***** SUPPLIED RECORDS *****

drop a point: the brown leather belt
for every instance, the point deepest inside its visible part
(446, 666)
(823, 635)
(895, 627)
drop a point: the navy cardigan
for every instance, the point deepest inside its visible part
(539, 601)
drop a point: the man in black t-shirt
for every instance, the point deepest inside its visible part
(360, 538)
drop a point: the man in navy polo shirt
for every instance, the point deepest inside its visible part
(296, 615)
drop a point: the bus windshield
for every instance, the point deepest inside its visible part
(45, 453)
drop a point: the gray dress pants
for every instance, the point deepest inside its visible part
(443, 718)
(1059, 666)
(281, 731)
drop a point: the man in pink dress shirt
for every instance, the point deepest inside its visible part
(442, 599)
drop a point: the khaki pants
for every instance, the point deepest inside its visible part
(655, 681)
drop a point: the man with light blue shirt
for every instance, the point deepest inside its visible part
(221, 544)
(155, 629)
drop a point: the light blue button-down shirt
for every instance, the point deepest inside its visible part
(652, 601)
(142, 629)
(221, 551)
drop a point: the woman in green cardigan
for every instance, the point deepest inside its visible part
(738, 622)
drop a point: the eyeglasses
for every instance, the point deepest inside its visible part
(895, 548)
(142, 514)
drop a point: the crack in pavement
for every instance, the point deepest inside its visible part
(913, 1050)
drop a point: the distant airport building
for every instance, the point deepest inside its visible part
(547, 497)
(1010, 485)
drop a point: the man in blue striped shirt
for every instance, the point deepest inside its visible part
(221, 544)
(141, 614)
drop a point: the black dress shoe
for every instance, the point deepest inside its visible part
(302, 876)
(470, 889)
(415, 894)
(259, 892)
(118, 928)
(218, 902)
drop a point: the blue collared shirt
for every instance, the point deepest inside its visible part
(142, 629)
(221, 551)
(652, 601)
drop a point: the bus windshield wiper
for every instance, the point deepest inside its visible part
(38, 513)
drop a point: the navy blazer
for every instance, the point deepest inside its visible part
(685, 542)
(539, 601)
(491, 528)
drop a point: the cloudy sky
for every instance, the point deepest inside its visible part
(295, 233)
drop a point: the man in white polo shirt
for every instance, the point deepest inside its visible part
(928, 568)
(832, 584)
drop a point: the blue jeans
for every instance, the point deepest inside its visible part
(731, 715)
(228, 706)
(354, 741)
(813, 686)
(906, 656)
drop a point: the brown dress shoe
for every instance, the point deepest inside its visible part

*****

▶ **TASK GOAL**: Please retype every line of the listing above, changing nothing.

▶ **CORRECT OUTPUT**:
drop a point: the brown leather belt
for every instance, the point deepest inside its visible part
(446, 666)
(823, 635)
(895, 627)
drop a point: the navy cardigan
for every instance, the point deepest inside its visible part
(539, 601)
drop a point: the man in black t-shirt
for every instance, the point deepest inside its visible part
(360, 538)
drop a point: the man in navy polo shirt
for every instance, the point deepest inside its visible part
(296, 615)
drop a point: the bus windshield
for every instance, the point deepest inside its visible part
(45, 453)
drop a point: the gray dress pants
for every instance, the point deepest inside its visible part
(443, 718)
(1059, 666)
(281, 731)
drop a point: the man in pink dress shirt
for every instance, the point deepest inside its visible part
(442, 599)
drop a point: the khaki pants
for every instance, the point deepest inside its visible part
(655, 681)
drop a point: the man with light blue shirt
for every instance, the point deepest inside its visible part
(221, 544)
(155, 629)
drop a point: the light blue button-down shirt
for every instance, the point deepest inside its visible part
(652, 601)
(142, 629)
(221, 551)
drop a point: the woman in green cardigan
for every instance, the point deepest inside its visible part
(738, 622)
drop a point: the eyeglasses
for every instance, the point deepest inside its visible part
(895, 548)
(142, 514)
drop a point: the crack in pavement
for every instance, the point deepest inside its visible part
(913, 1050)
drop a point: the distant airport building
for every instance, the point deepest inside its visible part
(547, 497)
(1010, 485)
drop a point: the man in blue striped shirt
for every instance, the point deepest inside its visible part
(221, 544)
(141, 614)
drop a point: the black dress shoe
for every instance, the point deepest inside its visible part
(302, 876)
(470, 889)
(415, 894)
(259, 892)
(118, 928)
(218, 902)
drop a point: the blue collared shirt
for every instance, the point deepest inside its visible part
(142, 629)
(221, 551)
(652, 601)
drop a point: the bus windshield wiper
for every instance, the point deepest inside its visible part
(38, 513)
drop a point: the navy blazer
for every instance, the point deepest inside its visible part
(685, 542)
(539, 601)
(491, 528)
drop a point: the cloudy sky
for every instance, the point deepest inside its visible part
(295, 233)
drop a point: the man in white polo shirt
for every instance, the point deepest inside its visible part
(928, 568)
(832, 584)
drop a point: the blue jeans
for every instance, the point deepest inside its visible part
(731, 715)
(228, 706)
(354, 741)
(813, 686)
(906, 656)
drop a point: the brown dress shoe
for every instance, the point deepest inside its visible part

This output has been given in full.